» **Source document**:
>>>

Python 3.10 or 3.11    ← 3.12+ has PyG sparse backend issues
Java 17+
Node.js 20+
Docker Desktop         ← optional, recommended

1 — Clone

git clone https://github.com/Rupali-2507/MULE_HUNTER.git
cd MULE_HUNTER

2 — Dataset

Download from Kaggle: IEEE-CIS Fraud Detection

shared-data/
├── train_transaction.csv    ← required  (~590 MB)
└── train_identity.csv       ← recommended (~27 MB, enables device features)

3 — AI Engine (one-time, ~30 min CPU)

<<<

» **Instructions**:
- A) Decide whether each statement agrees with the setup instructions, answering yes or no and quoting the deciding words: (i) Docker Desktop is required. (ii) The file train_identity.csv enables device features. (iii) Python 3.12 is a suitable version to use.
- B) Using the setup instructions, answer each question on its own line:
(i) Which Java version is listed?
(ii) About how large is train_transaction.csv?
(iii) How long does the AI Engine step take?
- C) Transcribe the portion of the setup instructions between "git clone https://github.com/Rupali-2507/MULE_HUNTER.git" and "(one-time, ~30 min CPU)", inclusive.

» **Material provided**:
>>>

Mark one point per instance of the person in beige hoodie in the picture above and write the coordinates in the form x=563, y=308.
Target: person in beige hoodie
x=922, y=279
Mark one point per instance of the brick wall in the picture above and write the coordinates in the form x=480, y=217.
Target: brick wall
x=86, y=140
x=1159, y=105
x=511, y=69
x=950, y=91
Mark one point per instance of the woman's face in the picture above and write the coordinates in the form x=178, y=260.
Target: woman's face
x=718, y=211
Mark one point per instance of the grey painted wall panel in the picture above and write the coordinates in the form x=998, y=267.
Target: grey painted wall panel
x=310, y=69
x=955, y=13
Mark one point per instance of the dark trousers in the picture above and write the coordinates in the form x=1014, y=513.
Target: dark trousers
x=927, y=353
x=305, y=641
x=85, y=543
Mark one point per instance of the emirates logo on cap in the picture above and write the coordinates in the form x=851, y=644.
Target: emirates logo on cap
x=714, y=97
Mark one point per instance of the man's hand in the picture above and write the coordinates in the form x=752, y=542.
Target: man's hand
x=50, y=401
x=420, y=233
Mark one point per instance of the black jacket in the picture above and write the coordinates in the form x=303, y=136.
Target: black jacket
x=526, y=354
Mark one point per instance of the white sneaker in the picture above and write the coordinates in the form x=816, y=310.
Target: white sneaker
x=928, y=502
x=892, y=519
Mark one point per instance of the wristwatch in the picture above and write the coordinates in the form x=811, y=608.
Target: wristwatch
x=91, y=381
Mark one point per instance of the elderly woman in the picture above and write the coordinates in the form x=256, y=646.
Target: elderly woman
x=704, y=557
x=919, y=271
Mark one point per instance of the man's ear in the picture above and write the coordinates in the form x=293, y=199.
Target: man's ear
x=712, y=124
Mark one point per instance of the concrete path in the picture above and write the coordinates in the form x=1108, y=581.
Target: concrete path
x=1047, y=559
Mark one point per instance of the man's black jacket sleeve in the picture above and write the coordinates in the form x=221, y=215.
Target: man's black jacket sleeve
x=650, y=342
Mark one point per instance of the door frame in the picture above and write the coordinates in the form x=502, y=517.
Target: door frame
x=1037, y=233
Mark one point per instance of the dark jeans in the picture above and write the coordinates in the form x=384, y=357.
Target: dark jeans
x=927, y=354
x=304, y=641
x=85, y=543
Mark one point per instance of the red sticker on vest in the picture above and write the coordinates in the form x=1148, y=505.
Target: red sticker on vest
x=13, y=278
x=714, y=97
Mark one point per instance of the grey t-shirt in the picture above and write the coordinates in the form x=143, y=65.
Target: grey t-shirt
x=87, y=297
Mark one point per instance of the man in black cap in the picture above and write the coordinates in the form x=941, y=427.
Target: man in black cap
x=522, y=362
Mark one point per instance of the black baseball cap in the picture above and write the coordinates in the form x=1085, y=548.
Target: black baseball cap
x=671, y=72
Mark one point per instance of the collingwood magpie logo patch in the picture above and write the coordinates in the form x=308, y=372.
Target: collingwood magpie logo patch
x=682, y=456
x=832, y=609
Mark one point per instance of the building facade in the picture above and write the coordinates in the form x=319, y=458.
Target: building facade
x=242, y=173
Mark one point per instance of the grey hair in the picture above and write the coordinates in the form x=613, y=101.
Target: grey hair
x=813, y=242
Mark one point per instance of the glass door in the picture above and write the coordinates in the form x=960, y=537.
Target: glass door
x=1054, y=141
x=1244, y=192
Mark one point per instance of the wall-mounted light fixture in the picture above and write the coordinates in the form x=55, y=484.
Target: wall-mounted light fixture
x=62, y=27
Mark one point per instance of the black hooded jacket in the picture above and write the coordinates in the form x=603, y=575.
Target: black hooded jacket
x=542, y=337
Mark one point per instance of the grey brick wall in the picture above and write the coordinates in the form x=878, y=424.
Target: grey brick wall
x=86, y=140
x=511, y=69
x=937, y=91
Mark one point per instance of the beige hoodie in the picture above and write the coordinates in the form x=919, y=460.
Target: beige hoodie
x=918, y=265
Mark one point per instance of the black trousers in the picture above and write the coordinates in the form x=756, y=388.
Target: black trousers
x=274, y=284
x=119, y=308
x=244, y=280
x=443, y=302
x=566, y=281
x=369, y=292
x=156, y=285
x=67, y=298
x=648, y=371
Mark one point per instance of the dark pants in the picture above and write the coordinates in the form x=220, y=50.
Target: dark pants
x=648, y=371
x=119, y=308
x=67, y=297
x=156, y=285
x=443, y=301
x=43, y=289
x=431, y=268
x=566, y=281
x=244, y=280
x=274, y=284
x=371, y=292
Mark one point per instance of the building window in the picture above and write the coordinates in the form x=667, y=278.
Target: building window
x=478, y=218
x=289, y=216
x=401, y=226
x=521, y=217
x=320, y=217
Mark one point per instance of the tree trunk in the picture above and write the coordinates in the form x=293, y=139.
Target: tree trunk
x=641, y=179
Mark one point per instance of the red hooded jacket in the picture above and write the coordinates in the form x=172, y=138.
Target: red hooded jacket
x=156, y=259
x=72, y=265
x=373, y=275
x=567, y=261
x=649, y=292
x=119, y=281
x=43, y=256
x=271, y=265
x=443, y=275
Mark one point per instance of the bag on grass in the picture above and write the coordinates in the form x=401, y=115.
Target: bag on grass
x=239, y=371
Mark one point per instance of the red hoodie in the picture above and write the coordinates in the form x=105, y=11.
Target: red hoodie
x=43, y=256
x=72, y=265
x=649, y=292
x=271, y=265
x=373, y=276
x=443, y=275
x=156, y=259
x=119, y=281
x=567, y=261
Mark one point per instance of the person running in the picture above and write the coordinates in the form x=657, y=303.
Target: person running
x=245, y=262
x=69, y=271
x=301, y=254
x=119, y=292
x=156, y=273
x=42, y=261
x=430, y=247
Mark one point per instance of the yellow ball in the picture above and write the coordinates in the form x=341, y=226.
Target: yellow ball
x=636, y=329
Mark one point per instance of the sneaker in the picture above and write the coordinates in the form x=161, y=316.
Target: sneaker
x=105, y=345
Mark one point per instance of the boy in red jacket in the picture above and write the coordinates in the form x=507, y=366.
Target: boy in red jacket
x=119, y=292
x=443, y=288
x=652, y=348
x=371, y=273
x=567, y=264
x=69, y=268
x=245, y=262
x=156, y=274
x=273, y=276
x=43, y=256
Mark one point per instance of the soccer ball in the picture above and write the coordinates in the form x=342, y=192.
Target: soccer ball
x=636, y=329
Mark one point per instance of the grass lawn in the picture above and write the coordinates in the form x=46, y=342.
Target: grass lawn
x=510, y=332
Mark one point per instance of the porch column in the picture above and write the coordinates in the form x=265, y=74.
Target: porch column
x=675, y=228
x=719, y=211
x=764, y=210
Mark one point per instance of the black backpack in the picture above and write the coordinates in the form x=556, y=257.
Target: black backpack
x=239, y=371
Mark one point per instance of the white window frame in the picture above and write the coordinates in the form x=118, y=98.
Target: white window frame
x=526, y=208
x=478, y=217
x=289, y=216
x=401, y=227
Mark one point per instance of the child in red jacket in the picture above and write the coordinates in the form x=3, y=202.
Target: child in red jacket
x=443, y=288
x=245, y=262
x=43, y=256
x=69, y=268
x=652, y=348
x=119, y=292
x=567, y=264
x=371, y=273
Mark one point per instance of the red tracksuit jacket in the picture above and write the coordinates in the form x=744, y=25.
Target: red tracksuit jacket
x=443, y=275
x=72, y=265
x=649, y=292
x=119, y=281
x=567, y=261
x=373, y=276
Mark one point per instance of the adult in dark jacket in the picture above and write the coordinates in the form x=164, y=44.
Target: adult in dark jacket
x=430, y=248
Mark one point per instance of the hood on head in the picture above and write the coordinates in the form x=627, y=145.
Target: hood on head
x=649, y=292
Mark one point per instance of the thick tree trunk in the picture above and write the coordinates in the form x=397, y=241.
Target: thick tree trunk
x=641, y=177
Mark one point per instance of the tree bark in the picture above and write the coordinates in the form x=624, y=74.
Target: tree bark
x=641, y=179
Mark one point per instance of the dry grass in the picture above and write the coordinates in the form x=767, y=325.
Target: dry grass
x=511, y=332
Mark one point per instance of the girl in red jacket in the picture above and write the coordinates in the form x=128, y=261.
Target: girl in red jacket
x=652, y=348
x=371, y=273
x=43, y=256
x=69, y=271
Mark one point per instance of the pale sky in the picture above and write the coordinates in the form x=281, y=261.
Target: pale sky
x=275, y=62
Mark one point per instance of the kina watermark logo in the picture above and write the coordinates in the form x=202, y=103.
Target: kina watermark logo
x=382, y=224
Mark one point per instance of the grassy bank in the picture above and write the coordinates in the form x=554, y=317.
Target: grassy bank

<<<

» **Full answers**:
- A)
(i) No: "optional, recommended"
(ii) Yes: "enables device features"
(iii) No: "3.12+ has PyG sparse backend issues"

- B)
(i) Java 17+
(ii) About 590 MB
(iii) About 30 minutes on CPU, done one time

- C)
git clone https://github.com/Rupali-2507/MULE_HUNTER.git
cd MULE_HUNTER

2 — Dataset

Download from Kaggle: IEEE-CIS Fraud Detection

shared-data/
├── train_transaction.csv    ← required  (~590 MB)
└── train_identity.csv       ← recommended (~27 MB, enables device features)

3 — AI Engine (one-time, ~30 min CPU)